▶ _STATED EXERCISE_
Render the records below as a numbered list with one line per item, skipping blank lines and leaving out the pictures.
## START
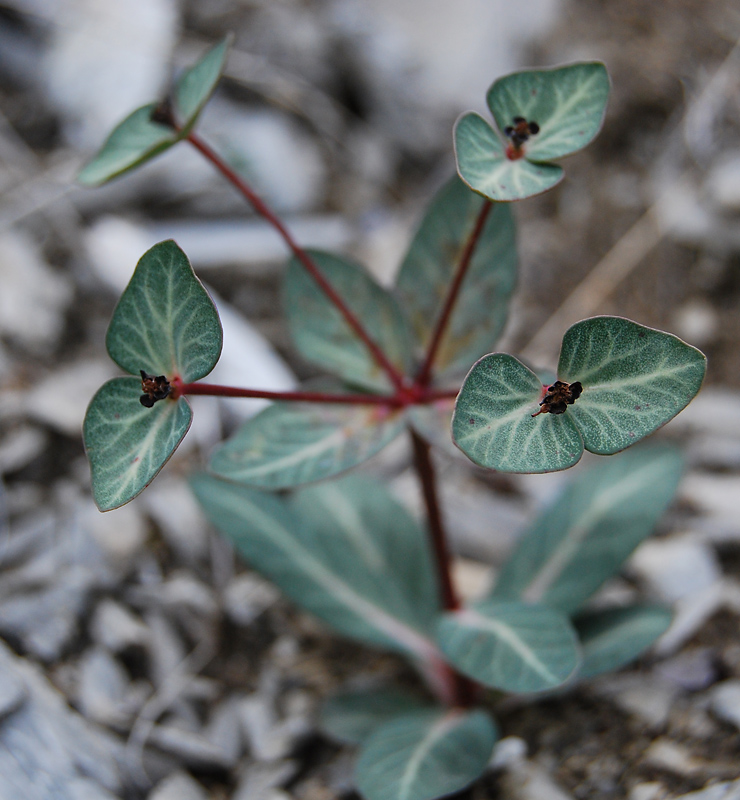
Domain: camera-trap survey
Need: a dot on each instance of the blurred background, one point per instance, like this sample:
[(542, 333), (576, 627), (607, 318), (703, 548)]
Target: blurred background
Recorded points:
[(182, 675)]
## END
▶ _PROBLEM SOLUTION_
1. Domain: camera-trap survey
2. Need: a dot on each instance of the blurred background, one point per instance, like this sample:
3. [(542, 333), (576, 627), (607, 318), (703, 548)]
4. Target: blurred background
5. Recorded points:
6. [(182, 675)]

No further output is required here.